— Requirement —
Without changing a character, return the entries, but not the images they hold.

___ Exercise material ___

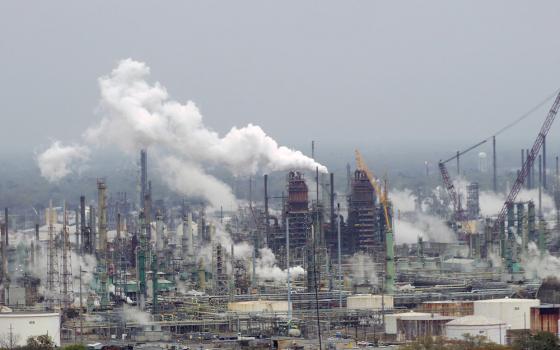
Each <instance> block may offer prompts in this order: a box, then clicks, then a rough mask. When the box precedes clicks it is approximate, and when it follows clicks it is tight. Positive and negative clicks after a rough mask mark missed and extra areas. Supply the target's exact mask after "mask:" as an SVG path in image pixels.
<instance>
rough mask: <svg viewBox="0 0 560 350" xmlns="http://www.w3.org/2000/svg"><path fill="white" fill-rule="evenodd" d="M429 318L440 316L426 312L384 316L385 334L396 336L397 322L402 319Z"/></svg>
mask: <svg viewBox="0 0 560 350" xmlns="http://www.w3.org/2000/svg"><path fill="white" fill-rule="evenodd" d="M431 316H440V315H439V314H431V313H428V312H414V311H409V312H401V313H397V314H389V315H385V333H386V334H391V335H395V334H397V320H399V319H401V318H403V317H405V318H407V317H408V318H414V317H431Z"/></svg>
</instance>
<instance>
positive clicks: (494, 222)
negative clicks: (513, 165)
mask: <svg viewBox="0 0 560 350" xmlns="http://www.w3.org/2000/svg"><path fill="white" fill-rule="evenodd" d="M559 108H560V93H558V95H557V96H556V99H555V100H554V103H553V104H552V107H550V111H549V112H548V115H547V116H546V119H545V120H544V123H543V125H542V127H541V130H540V131H539V134H538V135H537V139H536V140H535V143H534V144H533V147H532V148H531V151H530V152H529V155H528V156H527V158H526V159H525V162H523V168H522V169H521V171H520V172H519V174H518V175H517V179H516V180H515V183H514V184H513V187H512V188H511V190H510V192H509V194H508V196H507V198H506V201H505V203H504V205H503V206H502V209H501V210H500V212H499V214H498V217H497V218H496V221H495V222H494V227H493V230H492V231H493V233H494V235H497V234H498V233H499V231H500V226H501V224H502V222H504V219H505V217H506V213H507V207H508V205H509V204H513V202H514V201H515V198H516V197H517V194H518V193H519V191H520V190H521V186H522V185H523V182H525V178H526V177H527V174H528V173H529V168H530V167H531V164H532V163H533V161H534V160H535V158H536V157H537V155H538V154H539V152H540V150H541V147H542V145H543V142H544V138H545V137H546V135H547V134H548V131H549V130H550V127H551V126H552V123H553V122H554V119H555V118H556V114H557V113H558V109H559Z"/></svg>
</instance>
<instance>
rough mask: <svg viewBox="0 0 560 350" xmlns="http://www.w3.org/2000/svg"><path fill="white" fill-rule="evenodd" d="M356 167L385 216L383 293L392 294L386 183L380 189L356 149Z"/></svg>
mask: <svg viewBox="0 0 560 350" xmlns="http://www.w3.org/2000/svg"><path fill="white" fill-rule="evenodd" d="M356 167H357V168H358V170H361V171H363V172H365V173H366V176H367V178H368V180H369V182H370V184H371V185H372V186H373V188H374V189H375V191H376V192H377V195H378V197H379V201H380V202H381V206H382V207H383V215H384V216H385V224H386V230H385V285H384V288H385V293H388V294H393V293H394V292H395V279H396V274H397V273H396V268H395V246H394V243H393V225H392V222H391V217H390V216H389V208H388V207H389V198H388V196H387V184H385V189H382V188H381V186H380V185H379V183H378V182H377V180H376V178H375V175H374V174H373V173H372V172H371V170H369V168H368V167H367V165H366V162H365V161H364V159H363V158H362V155H361V154H360V152H359V151H358V150H356Z"/></svg>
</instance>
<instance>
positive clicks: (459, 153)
mask: <svg viewBox="0 0 560 350" xmlns="http://www.w3.org/2000/svg"><path fill="white" fill-rule="evenodd" d="M459 157H460V152H459V151H457V175H458V176H461V163H460V160H459Z"/></svg>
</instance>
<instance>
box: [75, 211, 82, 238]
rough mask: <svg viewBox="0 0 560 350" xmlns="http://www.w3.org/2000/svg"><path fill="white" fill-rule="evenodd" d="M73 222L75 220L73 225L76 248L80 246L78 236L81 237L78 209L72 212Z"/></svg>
mask: <svg viewBox="0 0 560 350" xmlns="http://www.w3.org/2000/svg"><path fill="white" fill-rule="evenodd" d="M74 215H75V216H74V220H75V225H76V247H79V246H80V236H81V232H82V231H81V230H80V222H79V220H80V208H78V209H76V211H75V212H74Z"/></svg>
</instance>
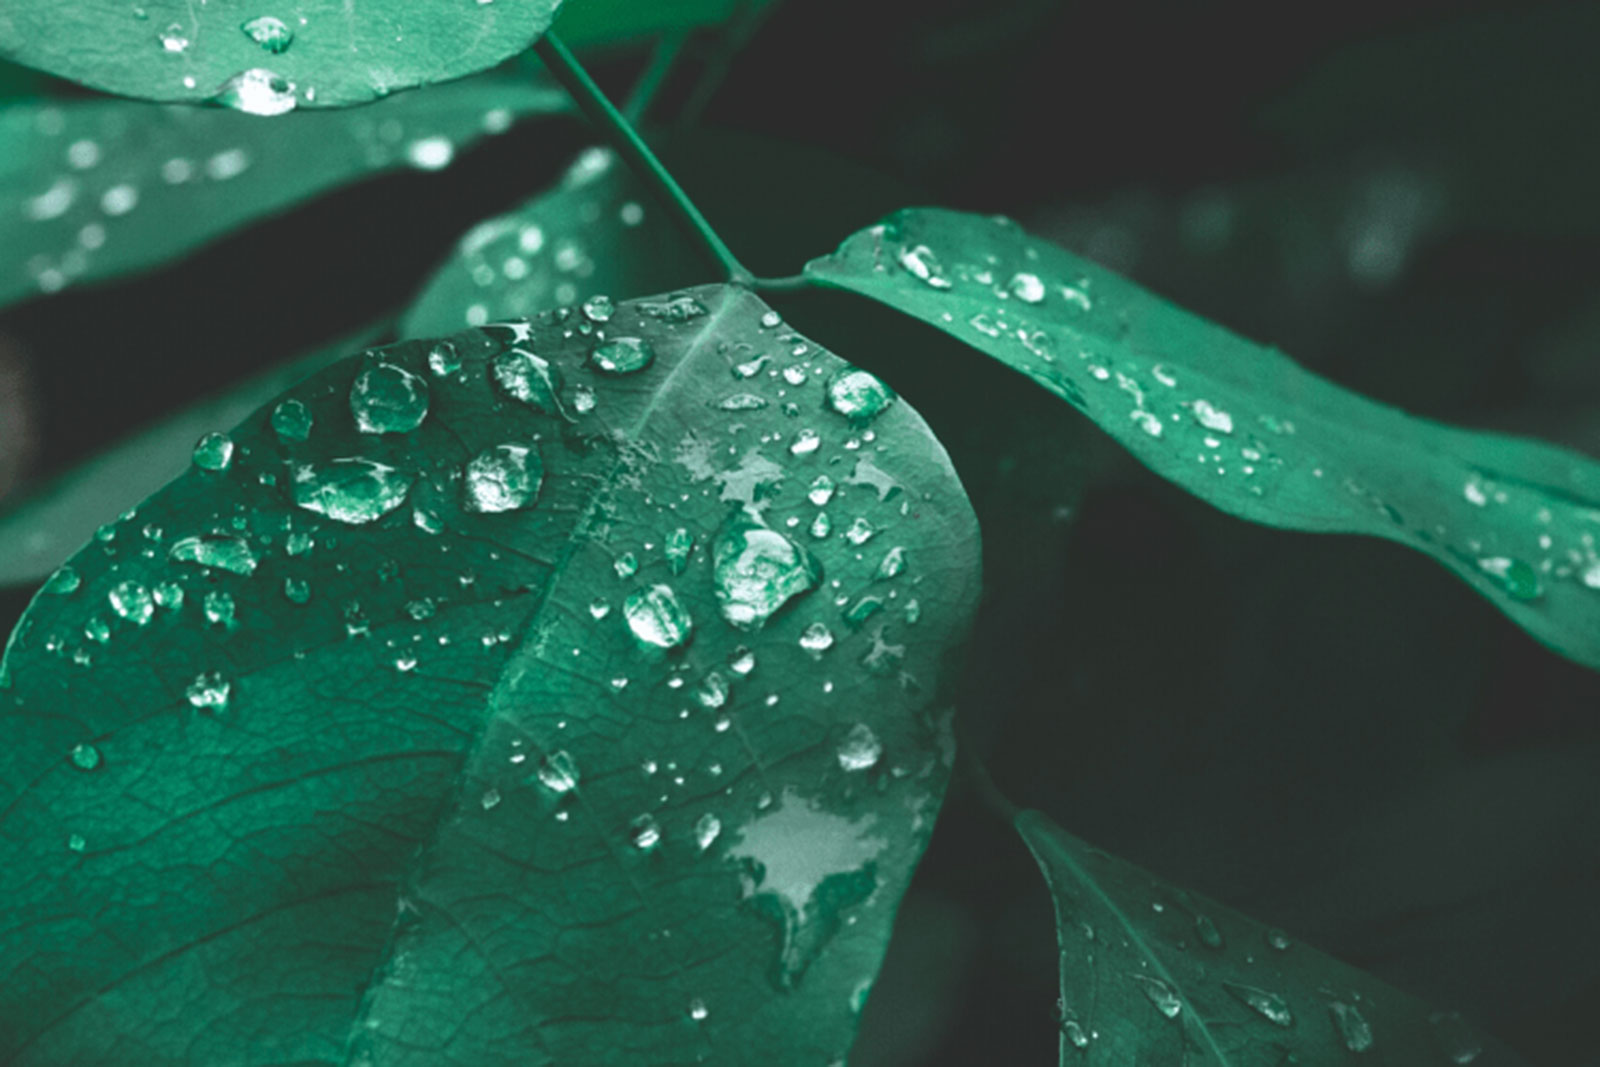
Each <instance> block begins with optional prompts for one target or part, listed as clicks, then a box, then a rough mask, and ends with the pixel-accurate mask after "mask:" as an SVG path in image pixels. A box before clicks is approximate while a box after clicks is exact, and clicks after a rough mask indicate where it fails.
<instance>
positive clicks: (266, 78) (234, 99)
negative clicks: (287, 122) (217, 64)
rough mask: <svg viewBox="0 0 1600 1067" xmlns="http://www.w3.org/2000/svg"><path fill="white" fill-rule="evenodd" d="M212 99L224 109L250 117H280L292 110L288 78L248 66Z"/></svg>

___

— Result of this exercise —
Each <instance> block may offer prompts in this order: a box, then clicks, then a rough mask. When the box precedes clicks it is approximate, and when it follows clicks it is tight. Positive and negative clicks after a rough mask mark missed and extra areas. Supply the target's exact mask after "mask:" as an SVG path in image pixels.
<instance>
rough mask: <svg viewBox="0 0 560 350" xmlns="http://www.w3.org/2000/svg"><path fill="white" fill-rule="evenodd" d="M429 318L440 316L426 312L384 316L385 334L396 336L397 322L402 319Z"/></svg>
mask: <svg viewBox="0 0 560 350" xmlns="http://www.w3.org/2000/svg"><path fill="white" fill-rule="evenodd" d="M431 316H440V315H439V314H431V313H428V312H414V311H409V312H401V313H397V314H389V315H385V333H386V334H391V335H395V334H397V320H399V319H401V318H403V317H405V318H407V317H408V318H414V317H431Z"/></svg>
</instance>
<instance>
positive clicks: (494, 222)
negative clicks: (513, 165)
mask: <svg viewBox="0 0 560 350" xmlns="http://www.w3.org/2000/svg"><path fill="white" fill-rule="evenodd" d="M559 108H560V93H558V95H557V96H556V99H555V100H554V103H553V104H552V107H550V111H549V112H548V115H547V116H546V119H545V120H544V123H543V125H542V127H541V130H540V131H539V134H538V135H537V139H536V140H535V143H534V144H533V147H532V148H531V151H530V152H529V155H528V156H527V158H526V159H525V162H523V168H522V169H521V171H520V172H519V174H518V175H517V179H516V180H515V183H514V184H513V187H512V188H511V190H510V192H509V194H508V196H507V198H506V201H505V203H504V205H503V206H502V209H501V210H500V212H499V214H498V217H497V218H496V221H495V222H494V227H493V230H492V231H493V233H494V235H497V234H498V233H499V231H500V226H501V224H502V222H504V219H505V217H506V213H507V207H508V205H509V204H513V202H514V201H515V198H516V197H517V194H518V193H519V191H520V190H521V186H522V185H523V182H525V178H526V177H527V174H528V173H529V168H530V167H531V164H532V163H533V161H534V160H535V158H536V157H537V155H538V154H539V152H540V150H541V147H542V145H543V142H544V138H545V137H546V135H547V134H548V131H549V130H550V127H551V126H552V123H553V122H554V119H555V118H556V114H557V113H558V109H559Z"/></svg>
</instance>
<instance>
rough mask: <svg viewBox="0 0 560 350" xmlns="http://www.w3.org/2000/svg"><path fill="white" fill-rule="evenodd" d="M356 167L385 216L383 293L392 294L386 183L380 189L356 149Z"/></svg>
mask: <svg viewBox="0 0 560 350" xmlns="http://www.w3.org/2000/svg"><path fill="white" fill-rule="evenodd" d="M356 167H357V168H358V170H361V171H363V172H365V173H366V176H367V178H368V180H369V182H370V184H371V185H372V186H373V188H374V189H375V191H376V192H377V195H378V197H379V201H380V202H381V206H382V207H383V215H384V216H385V224H386V230H385V285H384V288H385V293H388V294H393V293H394V292H395V279H396V274H397V273H396V268H395V246H394V243H393V225H392V222H391V217H390V216H389V208H388V207H389V198H388V196H387V184H385V189H382V188H381V186H380V185H379V183H378V182H377V180H376V178H375V175H374V174H373V173H372V172H371V170H369V168H368V167H367V165H366V162H365V161H364V159H363V158H362V155H361V154H360V152H359V151H358V150H356Z"/></svg>
</instance>
<instance>
positive clicks: (459, 153)
mask: <svg viewBox="0 0 560 350" xmlns="http://www.w3.org/2000/svg"><path fill="white" fill-rule="evenodd" d="M459 157H460V152H459V151H457V175H458V176H461V163H460V160H459Z"/></svg>
</instance>
<instance>
box: [75, 211, 82, 238]
rough mask: <svg viewBox="0 0 560 350" xmlns="http://www.w3.org/2000/svg"><path fill="white" fill-rule="evenodd" d="M73 222L75 220L73 225L76 248L80 246L78 236L81 237L78 209L72 212Z"/></svg>
mask: <svg viewBox="0 0 560 350" xmlns="http://www.w3.org/2000/svg"><path fill="white" fill-rule="evenodd" d="M74 215H75V216H74V220H75V225H76V247H79V246H80V236H81V232H82V231H81V230H80V222H79V220H80V208H78V209H76V211H75V212H74Z"/></svg>
</instance>
Each <instance> block begins with optional prompts for one target or part, listed as clicks, then a box, then a rough mask, and ends with the pixel-accurate mask after "mask:" as an SVG path in image pixels. A box before clicks is approximate while a box after clicks is exact, and clicks after a rough mask indicate where it fails.
<instance>
positive clicks: (266, 78) (234, 99)
negative clicks: (287, 122) (217, 64)
rough mask: <svg viewBox="0 0 1600 1067" xmlns="http://www.w3.org/2000/svg"><path fill="white" fill-rule="evenodd" d="M212 99L224 109L250 117H280L292 110L288 78L248 66Z"/></svg>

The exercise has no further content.